_Problem requirements_.
Go over the records and count each line that has the string "shoulder". Give the number and nothing else.

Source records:
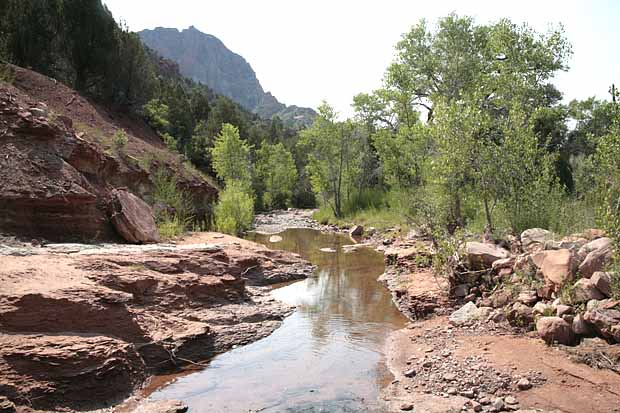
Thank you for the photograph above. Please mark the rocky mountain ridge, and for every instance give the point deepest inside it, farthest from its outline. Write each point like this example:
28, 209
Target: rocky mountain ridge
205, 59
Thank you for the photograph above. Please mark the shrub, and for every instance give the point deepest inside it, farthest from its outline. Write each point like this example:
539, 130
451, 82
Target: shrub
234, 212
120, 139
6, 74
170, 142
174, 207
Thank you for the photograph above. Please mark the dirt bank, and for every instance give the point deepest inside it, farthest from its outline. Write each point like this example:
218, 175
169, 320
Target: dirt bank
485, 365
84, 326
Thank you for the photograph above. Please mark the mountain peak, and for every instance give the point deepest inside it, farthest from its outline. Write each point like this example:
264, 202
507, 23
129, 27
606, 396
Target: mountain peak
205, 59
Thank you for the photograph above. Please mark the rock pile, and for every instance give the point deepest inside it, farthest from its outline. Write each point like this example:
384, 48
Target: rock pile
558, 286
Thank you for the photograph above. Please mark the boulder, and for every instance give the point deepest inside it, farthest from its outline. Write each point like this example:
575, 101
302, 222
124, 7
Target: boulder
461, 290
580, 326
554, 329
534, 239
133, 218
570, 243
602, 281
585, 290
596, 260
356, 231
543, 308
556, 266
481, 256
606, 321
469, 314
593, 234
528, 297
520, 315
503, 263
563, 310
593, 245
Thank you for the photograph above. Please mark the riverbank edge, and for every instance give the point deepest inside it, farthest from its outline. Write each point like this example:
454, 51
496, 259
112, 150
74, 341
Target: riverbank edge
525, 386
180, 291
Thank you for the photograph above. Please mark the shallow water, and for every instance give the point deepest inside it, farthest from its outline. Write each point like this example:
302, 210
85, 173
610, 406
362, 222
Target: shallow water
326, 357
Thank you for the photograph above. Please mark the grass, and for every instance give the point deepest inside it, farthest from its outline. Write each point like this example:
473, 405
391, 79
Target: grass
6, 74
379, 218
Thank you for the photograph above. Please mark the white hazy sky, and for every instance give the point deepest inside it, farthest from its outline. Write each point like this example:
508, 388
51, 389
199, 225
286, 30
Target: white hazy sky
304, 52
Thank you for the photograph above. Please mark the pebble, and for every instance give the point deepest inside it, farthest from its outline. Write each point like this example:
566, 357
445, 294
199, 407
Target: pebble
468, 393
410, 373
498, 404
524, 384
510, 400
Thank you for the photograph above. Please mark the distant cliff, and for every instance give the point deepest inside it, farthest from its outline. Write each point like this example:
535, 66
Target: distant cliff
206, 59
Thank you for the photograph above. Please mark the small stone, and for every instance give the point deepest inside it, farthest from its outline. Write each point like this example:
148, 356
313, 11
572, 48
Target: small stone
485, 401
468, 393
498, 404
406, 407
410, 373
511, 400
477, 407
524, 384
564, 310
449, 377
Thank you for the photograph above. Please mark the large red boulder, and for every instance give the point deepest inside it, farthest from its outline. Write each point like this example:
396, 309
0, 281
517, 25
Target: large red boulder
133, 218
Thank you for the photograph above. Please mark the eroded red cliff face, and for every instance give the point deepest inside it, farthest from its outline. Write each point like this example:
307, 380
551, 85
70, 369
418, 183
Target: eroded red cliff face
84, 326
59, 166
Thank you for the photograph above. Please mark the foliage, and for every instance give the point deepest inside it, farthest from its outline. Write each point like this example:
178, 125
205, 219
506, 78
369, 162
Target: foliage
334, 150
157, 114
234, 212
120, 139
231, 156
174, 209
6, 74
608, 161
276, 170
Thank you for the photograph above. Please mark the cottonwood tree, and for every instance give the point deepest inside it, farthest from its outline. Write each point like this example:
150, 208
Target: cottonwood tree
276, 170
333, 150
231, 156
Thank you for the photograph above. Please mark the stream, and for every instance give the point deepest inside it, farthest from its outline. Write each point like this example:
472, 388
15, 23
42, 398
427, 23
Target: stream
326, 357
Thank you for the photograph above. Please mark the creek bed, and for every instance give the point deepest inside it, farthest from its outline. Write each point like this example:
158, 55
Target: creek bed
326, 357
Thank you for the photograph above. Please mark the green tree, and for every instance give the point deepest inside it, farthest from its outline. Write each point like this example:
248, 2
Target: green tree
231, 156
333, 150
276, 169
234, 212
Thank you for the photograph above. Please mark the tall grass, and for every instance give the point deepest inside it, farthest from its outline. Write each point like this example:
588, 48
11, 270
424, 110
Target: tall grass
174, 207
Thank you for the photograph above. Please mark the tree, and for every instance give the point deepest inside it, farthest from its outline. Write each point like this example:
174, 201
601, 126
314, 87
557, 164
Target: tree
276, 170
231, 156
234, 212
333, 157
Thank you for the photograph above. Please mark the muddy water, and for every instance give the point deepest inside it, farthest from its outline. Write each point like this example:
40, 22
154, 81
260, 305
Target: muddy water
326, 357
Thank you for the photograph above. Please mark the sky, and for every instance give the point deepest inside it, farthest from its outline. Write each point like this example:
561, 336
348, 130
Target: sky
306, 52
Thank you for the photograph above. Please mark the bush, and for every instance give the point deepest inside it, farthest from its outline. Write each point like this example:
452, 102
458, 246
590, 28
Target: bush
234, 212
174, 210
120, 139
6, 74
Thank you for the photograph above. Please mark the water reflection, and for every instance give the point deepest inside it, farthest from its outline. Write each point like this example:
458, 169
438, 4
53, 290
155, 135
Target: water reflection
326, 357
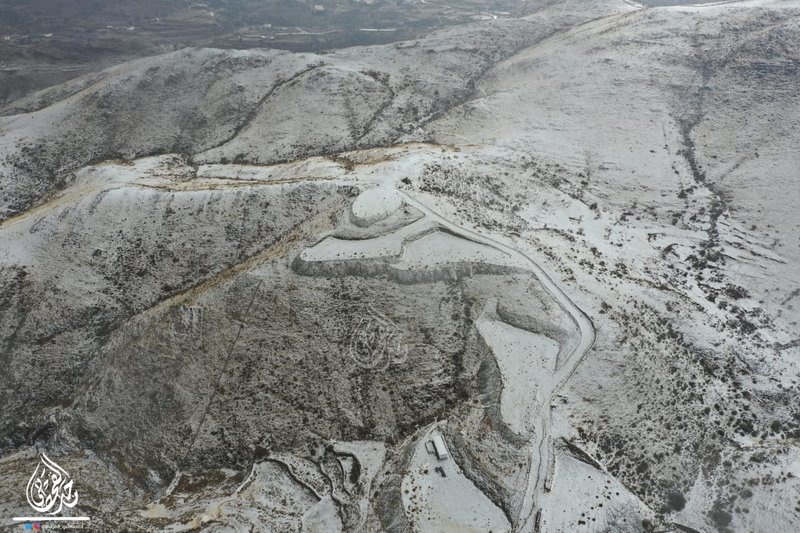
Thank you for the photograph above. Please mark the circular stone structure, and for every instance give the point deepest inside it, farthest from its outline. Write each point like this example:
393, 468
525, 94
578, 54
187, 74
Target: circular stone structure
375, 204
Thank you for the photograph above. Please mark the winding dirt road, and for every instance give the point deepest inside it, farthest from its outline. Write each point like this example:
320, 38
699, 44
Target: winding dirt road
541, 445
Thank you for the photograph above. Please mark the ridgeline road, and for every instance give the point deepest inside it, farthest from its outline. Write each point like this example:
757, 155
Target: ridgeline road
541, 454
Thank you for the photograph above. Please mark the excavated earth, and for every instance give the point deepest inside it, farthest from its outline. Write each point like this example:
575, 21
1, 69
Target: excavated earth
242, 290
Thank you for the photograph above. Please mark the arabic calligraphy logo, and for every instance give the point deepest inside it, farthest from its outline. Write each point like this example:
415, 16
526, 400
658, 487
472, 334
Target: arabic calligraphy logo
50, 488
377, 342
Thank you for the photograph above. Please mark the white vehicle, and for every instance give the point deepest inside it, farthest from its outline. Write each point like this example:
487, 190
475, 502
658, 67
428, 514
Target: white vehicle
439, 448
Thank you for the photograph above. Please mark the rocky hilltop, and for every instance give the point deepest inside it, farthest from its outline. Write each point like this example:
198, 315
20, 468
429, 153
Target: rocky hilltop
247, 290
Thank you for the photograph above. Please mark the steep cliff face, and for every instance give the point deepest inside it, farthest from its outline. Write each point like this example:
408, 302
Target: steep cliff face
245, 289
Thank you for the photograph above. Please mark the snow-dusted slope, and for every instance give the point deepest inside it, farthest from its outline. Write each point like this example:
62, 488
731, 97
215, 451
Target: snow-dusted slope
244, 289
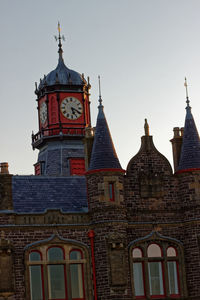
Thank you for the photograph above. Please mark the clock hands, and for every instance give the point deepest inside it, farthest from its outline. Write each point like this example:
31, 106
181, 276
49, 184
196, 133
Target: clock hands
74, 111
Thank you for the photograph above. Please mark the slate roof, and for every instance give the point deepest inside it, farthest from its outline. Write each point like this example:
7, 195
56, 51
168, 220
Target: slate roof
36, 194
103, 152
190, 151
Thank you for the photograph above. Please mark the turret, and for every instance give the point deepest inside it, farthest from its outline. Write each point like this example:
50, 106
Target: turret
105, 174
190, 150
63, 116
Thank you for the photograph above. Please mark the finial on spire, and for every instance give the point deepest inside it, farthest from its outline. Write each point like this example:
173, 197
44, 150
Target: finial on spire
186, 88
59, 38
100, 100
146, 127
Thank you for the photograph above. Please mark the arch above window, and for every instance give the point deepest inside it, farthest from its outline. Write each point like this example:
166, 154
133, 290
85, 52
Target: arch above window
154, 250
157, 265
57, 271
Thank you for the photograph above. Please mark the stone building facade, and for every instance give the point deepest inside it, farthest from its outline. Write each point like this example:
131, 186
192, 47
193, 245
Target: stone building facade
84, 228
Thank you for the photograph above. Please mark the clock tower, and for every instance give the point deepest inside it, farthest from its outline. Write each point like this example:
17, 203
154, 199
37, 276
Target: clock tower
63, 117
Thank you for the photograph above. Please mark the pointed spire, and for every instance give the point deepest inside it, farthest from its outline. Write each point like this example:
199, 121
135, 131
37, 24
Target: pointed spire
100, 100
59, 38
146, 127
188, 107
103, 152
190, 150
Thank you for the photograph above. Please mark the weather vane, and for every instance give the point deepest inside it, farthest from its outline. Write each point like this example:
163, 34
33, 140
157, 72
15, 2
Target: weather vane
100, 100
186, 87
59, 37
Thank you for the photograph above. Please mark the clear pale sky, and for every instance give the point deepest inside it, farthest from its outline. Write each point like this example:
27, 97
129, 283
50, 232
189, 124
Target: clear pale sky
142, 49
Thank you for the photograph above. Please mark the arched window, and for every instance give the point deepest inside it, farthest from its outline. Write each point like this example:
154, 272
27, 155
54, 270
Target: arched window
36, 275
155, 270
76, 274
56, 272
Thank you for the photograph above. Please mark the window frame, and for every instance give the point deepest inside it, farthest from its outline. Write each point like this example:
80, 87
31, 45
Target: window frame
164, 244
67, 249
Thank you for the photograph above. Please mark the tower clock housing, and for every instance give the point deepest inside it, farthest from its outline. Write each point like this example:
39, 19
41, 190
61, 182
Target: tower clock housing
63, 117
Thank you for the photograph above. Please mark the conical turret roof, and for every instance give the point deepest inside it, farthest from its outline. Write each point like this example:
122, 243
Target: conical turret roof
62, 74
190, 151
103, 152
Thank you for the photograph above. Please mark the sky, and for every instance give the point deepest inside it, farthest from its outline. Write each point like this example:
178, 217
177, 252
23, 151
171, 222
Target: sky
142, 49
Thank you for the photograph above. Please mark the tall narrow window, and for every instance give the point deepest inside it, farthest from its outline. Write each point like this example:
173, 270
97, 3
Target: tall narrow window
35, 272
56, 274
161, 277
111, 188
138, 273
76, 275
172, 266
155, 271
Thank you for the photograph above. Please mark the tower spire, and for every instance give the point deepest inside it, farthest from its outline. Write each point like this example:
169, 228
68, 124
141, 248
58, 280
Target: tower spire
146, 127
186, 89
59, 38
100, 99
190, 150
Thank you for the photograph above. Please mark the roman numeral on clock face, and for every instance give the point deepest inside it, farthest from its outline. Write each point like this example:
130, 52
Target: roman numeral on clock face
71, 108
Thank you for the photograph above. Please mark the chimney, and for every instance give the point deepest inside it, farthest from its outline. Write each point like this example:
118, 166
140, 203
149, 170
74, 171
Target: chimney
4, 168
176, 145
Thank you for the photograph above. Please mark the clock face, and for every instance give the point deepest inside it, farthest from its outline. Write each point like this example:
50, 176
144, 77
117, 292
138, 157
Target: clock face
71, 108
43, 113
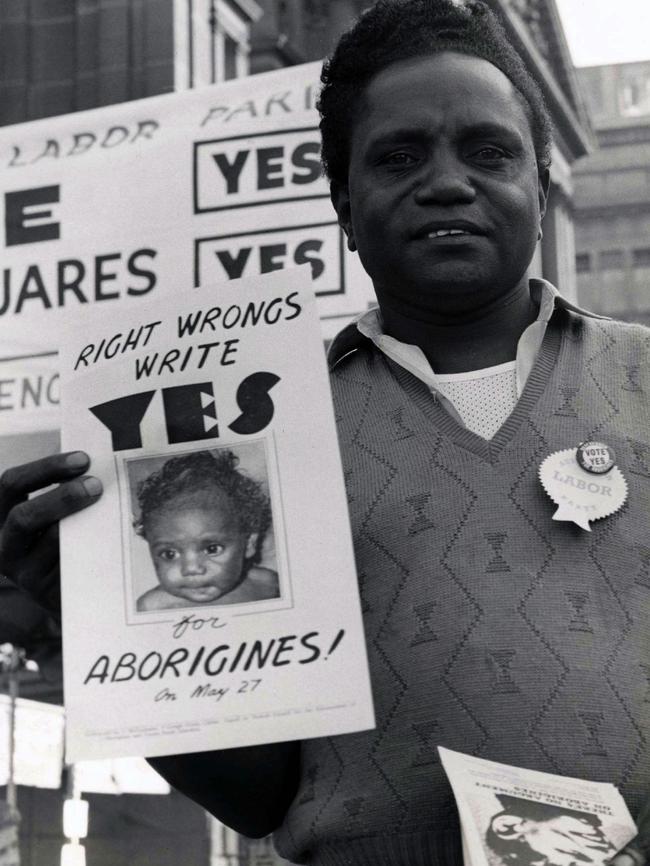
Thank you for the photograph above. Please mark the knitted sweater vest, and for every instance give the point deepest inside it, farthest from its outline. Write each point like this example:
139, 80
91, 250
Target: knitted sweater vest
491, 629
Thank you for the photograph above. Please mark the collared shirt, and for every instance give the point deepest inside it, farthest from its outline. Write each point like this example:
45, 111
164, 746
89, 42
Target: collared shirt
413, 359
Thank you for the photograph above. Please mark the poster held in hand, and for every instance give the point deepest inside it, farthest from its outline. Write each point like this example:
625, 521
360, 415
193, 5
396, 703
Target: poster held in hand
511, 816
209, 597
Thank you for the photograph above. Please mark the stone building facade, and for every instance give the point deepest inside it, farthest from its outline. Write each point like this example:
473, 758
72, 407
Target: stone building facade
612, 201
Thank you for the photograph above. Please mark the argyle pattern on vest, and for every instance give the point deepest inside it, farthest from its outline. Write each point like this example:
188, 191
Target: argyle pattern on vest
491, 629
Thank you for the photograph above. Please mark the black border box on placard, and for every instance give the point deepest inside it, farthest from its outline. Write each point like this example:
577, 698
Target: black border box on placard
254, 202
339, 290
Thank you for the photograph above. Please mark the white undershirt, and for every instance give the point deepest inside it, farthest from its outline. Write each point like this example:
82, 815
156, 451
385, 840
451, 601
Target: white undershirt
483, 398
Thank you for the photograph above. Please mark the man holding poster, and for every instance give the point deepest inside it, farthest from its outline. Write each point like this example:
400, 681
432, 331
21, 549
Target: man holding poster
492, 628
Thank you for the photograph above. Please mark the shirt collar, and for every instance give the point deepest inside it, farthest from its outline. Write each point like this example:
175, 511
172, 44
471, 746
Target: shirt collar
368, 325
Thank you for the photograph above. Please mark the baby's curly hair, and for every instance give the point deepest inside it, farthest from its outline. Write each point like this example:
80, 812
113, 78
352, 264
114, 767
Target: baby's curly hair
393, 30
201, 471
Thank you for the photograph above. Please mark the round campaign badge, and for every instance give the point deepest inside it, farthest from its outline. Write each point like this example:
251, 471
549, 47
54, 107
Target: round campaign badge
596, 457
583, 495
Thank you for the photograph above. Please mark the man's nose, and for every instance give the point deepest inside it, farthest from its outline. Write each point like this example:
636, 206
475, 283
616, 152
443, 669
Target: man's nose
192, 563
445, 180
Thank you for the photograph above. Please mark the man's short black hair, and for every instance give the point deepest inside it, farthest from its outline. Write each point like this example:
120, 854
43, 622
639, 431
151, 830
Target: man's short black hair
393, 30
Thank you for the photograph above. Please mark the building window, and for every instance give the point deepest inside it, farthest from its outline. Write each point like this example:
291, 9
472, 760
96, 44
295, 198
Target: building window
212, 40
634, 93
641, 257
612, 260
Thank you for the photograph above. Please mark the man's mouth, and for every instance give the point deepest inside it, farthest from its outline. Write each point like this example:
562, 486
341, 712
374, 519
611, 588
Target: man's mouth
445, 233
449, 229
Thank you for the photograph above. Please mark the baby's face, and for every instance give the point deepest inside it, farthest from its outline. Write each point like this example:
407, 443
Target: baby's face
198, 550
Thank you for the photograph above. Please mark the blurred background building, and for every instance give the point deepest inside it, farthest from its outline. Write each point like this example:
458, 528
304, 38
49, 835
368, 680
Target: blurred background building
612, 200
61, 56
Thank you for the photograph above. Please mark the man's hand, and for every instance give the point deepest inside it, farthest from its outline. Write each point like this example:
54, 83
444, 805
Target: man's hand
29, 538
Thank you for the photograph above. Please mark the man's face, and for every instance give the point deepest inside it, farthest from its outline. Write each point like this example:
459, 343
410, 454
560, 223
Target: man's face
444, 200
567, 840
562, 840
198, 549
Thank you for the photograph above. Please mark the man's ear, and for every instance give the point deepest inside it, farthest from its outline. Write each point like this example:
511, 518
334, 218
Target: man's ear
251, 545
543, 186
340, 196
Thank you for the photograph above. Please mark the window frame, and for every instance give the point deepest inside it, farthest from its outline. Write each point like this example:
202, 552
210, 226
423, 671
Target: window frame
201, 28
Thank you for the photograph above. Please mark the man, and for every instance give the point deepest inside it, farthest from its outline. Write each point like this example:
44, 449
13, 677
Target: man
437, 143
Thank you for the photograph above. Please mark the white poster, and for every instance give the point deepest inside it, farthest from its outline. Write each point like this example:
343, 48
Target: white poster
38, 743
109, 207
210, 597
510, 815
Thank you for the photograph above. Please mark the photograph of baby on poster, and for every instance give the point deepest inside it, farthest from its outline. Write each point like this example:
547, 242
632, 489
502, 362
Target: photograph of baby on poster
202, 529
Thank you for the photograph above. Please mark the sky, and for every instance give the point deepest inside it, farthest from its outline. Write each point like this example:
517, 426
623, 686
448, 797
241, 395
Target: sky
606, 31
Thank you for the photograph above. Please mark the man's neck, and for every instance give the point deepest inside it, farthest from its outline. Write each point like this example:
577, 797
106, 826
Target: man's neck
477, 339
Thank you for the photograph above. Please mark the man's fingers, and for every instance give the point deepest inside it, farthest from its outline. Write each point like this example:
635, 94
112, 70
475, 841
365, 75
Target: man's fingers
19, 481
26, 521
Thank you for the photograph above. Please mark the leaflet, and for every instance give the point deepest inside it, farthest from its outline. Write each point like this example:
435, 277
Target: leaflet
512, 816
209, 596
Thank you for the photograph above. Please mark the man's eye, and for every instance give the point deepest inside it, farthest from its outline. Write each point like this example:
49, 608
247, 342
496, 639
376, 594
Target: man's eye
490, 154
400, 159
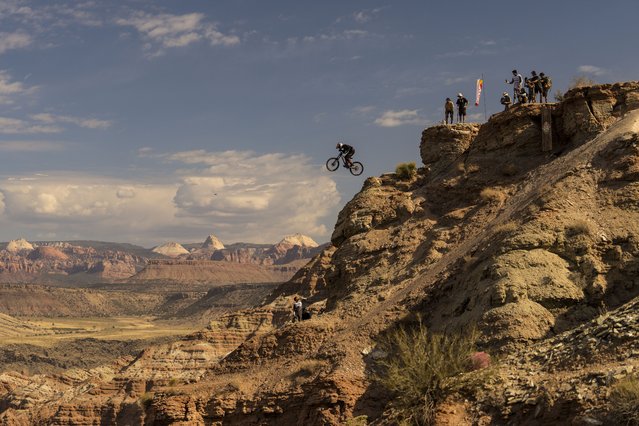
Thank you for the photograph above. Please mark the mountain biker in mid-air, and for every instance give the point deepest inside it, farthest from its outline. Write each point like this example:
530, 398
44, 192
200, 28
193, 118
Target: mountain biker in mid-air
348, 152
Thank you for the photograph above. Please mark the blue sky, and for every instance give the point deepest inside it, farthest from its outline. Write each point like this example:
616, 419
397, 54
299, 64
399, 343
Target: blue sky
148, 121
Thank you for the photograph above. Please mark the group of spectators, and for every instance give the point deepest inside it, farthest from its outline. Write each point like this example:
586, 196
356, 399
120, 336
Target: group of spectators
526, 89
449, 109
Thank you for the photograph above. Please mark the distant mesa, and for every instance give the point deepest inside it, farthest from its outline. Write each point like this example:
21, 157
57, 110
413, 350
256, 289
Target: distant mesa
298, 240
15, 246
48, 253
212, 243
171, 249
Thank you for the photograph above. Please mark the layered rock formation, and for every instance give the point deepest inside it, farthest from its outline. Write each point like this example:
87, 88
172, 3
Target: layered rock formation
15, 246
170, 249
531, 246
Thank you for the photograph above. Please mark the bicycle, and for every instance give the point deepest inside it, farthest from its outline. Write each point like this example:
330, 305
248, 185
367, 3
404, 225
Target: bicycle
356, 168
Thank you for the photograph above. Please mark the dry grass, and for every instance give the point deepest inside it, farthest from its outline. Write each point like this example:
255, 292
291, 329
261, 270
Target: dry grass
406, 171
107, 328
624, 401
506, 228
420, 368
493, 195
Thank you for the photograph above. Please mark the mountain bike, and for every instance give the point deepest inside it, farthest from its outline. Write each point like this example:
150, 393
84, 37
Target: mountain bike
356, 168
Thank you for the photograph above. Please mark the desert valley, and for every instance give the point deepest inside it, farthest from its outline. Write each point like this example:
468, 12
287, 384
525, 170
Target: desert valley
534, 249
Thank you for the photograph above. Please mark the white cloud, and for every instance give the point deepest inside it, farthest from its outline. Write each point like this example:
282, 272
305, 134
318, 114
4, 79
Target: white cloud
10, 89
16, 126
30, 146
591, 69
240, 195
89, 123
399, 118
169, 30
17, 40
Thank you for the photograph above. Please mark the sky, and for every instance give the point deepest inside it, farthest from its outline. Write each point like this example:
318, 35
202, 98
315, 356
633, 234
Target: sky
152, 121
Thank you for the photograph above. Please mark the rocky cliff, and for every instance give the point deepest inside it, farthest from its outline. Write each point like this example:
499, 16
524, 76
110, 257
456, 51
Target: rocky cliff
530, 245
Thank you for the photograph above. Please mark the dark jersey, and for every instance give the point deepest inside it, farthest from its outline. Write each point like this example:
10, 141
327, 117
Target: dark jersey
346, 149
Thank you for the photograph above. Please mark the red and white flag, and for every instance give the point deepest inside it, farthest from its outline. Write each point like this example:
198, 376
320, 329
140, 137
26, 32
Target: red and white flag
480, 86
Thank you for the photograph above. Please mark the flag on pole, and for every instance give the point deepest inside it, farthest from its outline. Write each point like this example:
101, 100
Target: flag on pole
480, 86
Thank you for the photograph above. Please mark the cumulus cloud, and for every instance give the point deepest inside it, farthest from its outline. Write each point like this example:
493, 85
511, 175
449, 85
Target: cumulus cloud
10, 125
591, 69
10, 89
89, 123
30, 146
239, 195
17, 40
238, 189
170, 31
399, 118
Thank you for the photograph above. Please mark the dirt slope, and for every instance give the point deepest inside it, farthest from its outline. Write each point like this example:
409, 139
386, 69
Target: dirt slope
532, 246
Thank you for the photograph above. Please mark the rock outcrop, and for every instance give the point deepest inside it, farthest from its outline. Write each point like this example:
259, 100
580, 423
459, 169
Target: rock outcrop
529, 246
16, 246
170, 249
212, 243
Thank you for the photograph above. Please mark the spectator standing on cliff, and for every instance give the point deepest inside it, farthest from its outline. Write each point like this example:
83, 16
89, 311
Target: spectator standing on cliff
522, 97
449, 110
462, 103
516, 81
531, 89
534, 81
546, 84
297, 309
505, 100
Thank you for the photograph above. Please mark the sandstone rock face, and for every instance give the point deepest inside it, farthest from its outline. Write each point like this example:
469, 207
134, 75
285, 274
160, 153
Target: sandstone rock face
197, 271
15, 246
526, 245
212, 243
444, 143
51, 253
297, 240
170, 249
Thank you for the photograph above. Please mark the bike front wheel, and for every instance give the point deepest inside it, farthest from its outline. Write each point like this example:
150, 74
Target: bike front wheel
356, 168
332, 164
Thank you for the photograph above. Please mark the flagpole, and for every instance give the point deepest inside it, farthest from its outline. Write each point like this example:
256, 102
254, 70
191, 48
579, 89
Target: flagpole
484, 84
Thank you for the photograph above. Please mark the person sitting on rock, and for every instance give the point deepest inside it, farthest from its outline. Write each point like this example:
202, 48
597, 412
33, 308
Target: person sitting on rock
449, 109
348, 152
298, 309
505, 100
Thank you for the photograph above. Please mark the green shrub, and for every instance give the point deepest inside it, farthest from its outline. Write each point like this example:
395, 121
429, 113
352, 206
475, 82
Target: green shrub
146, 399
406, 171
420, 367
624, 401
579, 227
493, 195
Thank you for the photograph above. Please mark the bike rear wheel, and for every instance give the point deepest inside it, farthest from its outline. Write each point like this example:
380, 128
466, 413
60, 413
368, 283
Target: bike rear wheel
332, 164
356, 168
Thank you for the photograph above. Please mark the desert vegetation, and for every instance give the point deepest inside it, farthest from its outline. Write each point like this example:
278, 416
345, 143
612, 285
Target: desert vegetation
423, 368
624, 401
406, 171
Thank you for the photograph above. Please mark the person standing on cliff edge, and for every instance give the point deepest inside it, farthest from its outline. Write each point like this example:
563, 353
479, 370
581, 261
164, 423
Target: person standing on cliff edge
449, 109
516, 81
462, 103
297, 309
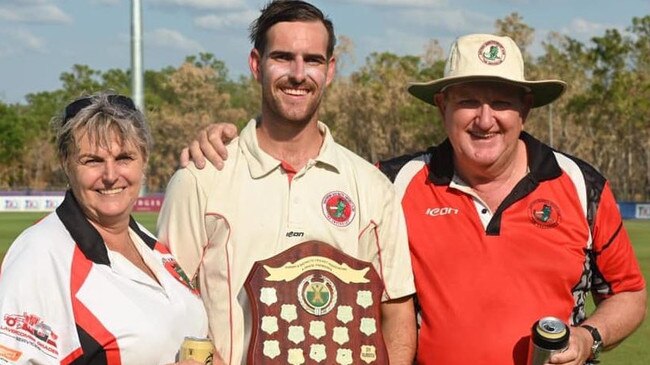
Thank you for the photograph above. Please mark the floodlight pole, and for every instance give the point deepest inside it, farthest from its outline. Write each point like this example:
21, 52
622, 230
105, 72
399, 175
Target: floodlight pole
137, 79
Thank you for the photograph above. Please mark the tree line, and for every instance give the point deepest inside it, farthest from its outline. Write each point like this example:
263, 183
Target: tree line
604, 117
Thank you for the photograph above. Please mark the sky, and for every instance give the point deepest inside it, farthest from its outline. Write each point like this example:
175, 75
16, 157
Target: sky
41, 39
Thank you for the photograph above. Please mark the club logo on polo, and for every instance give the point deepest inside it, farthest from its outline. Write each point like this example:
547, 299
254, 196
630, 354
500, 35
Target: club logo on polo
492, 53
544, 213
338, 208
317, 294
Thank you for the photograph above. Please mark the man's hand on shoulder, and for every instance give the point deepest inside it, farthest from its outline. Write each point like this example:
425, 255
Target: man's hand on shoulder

_Finished exercise_.
2